--- START ---

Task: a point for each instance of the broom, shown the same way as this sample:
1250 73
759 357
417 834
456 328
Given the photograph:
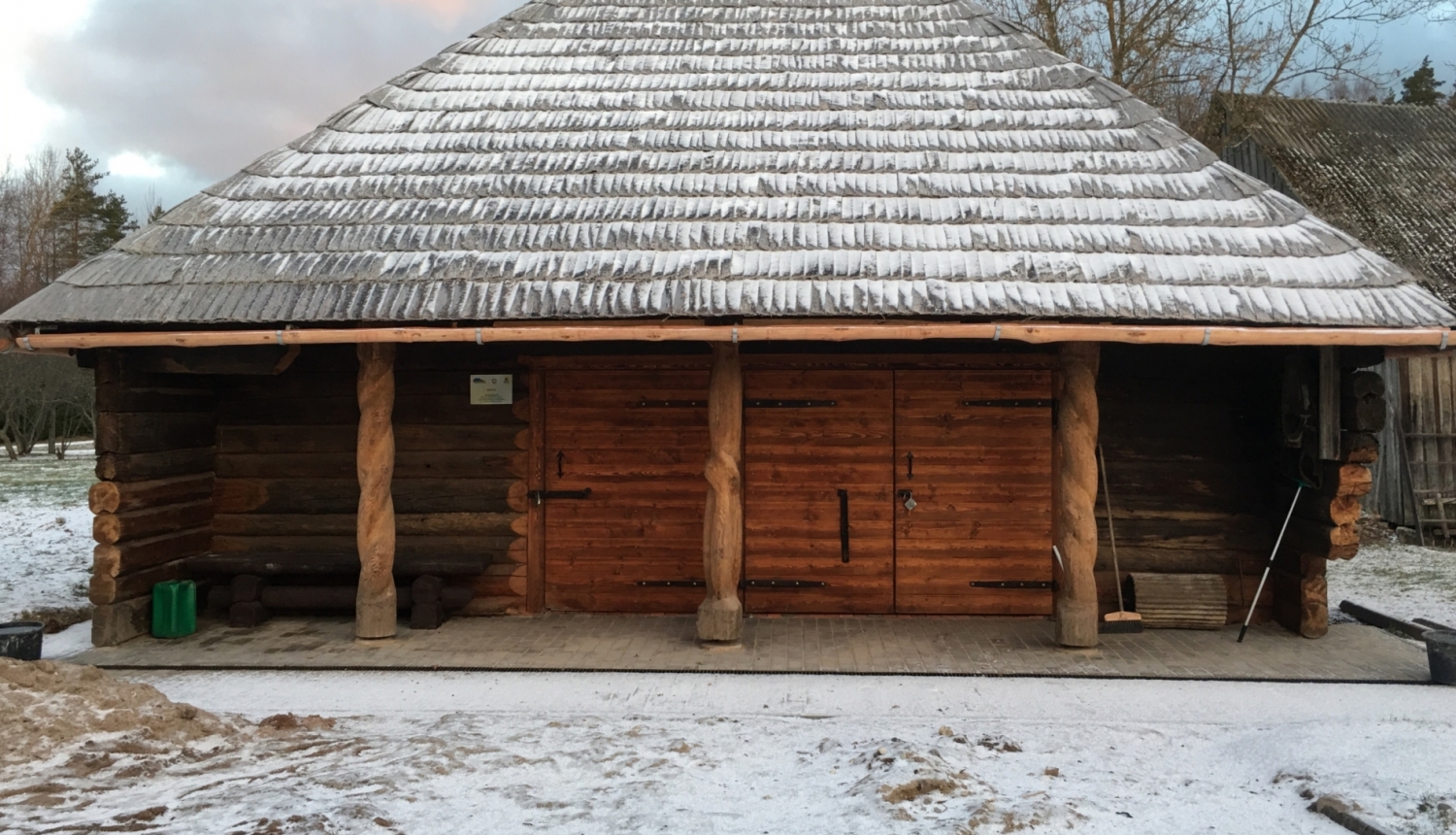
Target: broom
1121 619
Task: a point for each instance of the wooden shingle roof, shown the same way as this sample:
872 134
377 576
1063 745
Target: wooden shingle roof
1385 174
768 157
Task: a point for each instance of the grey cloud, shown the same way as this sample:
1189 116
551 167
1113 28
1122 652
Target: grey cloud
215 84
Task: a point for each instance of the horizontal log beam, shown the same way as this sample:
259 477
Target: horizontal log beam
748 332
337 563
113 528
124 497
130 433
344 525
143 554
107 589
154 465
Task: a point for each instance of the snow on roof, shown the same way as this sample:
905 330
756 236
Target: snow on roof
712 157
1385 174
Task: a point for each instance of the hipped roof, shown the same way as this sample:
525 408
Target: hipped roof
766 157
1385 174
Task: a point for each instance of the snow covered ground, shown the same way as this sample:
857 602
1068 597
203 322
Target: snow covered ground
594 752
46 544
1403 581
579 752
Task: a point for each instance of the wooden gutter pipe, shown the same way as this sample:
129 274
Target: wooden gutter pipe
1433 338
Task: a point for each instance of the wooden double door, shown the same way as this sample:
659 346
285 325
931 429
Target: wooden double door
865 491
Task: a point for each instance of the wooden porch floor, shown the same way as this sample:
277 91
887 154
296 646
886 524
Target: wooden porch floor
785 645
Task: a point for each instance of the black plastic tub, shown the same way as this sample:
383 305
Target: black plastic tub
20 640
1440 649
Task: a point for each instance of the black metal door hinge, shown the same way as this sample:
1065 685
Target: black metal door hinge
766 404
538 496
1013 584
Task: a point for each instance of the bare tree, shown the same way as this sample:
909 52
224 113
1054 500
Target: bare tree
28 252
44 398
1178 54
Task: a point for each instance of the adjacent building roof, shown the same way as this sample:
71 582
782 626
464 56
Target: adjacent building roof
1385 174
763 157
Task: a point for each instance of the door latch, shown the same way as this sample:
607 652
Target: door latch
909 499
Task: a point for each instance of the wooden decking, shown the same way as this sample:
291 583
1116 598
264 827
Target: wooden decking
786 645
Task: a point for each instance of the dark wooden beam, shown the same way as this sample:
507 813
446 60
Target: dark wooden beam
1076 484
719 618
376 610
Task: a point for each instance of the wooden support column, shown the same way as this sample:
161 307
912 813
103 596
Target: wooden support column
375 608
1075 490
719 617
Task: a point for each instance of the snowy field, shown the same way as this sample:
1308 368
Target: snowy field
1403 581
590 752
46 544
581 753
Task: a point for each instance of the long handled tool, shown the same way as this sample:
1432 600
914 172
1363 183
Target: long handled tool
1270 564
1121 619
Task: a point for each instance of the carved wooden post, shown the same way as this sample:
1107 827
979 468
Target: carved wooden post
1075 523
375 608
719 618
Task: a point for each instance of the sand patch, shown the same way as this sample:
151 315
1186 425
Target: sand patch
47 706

--- END ---

Work to complete:
The answer must be an exact restatement of all the records, with no pictures included.

Exercise output:
Task: a point for each instance of the broom, shown the same way as this sample:
1250 73
759 357
417 834
456 328
Given the photograph:
Target: broom
1121 619
Task: a point for each instance of the wooden shingle roof, shown the same way as this sample:
872 134
377 576
1063 745
Target: wooden shingle roof
1385 174
768 157
Task: a point for each instance of the grey cloud, shown the same way as this sample:
1189 116
551 167
1113 28
1122 652
Target: grey cloud
215 84
Task: a point for each instance of the horizontal log beam, shown the same way as this sample:
259 477
Target: horizontal log beam
748 332
337 563
113 528
124 497
130 433
344 525
143 554
107 589
154 465
Task: a point for each instance of the snow on roof, shown the same way as this sample:
905 330
756 236
Target: snow on roof
712 157
1385 174
Task: a point for each instance of the hipped roof, shown the same way as this sample:
525 408
Target: hipped roof
766 157
1385 174
Task: a point for each instance of the snow covered ground, shown the same way as this sample:
857 602
1068 597
203 322
Target: snow covered ground
594 752
46 544
1403 581
579 752
Task: a point for each instance of the wooden gutter pipe, shown the same way as this sample:
129 274
Target: wooden gutter pipe
1433 338
Task: a point for each instance of the wooden double door, shown the same way as this sample:
659 346
285 325
931 429
Target: wooden double door
865 491
Task: a point for each instance of the wooden porch floor, shown the same way as this sample:
277 91
887 154
296 646
886 524
Target: wooden porch floor
785 645
Task: a point for each instance of the black plastic tub, shown the same way as this sample:
383 305
Target: black plastic tub
20 640
1440 649
Task: a point for each instance of the black metal door hinge, shown the same way as this sample:
1065 685
Target: black metal door hinge
766 404
538 496
1013 584
Task: a point for each instance of the bare tree, shown the same way as this sample:
909 52
224 113
1054 500
Target: bare tree
28 252
44 398
1178 54
Task: a point for each instance of the adjacent building roof, shown the same way as this sample:
71 582
782 626
464 56
Target: adjacent building roof
1385 174
763 157
Task: a point for each instance of the door latch, shown the same way as this sample:
607 652
Target: door latch
909 499
Task: a point for each instance of the wooden decking, shown the same way as this sample:
291 583
1116 598
264 827
Target: wooden decking
786 645
Task: a point for each instance of the dark wooden beam, shown the same way as this sample:
507 813
446 60
Target: dark wooden beam
1076 484
719 618
376 610
Task: a point for each instance of the wooden support column, shown the same way as this sample:
161 307
912 813
103 596
Target: wooden support column
375 608
1075 490
719 617
Task: a point for each instance of the snowy field, shown the same way as this sample:
1308 368
Target: snowy field
1403 581
590 752
46 544
581 753
Task: a point for each instance of the long handled tool, shown the same way as this sample:
1432 600
914 172
1363 183
Target: long handled tool
1270 564
1121 619
Task: a point for each instance of the carved wooden post, shown the same way as this sample:
1107 827
979 468
Target: carved wooden post
1075 523
375 608
719 618
Task: a point for each instance of the sand patch, shown the same way as this sample:
151 315
1186 425
Target: sand patch
47 706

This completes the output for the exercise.